Repeat each record word for word.

Provided entries section start

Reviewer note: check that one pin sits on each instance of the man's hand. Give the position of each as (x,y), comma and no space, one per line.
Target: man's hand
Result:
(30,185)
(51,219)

Provided entries section end

> [Expected output]
Reviewer note: check that one pin sits on each instance of the man's hand. Give the position of each as (x,y), comma and no space, one per line.
Target: man's hand
Result:
(30,185)
(51,219)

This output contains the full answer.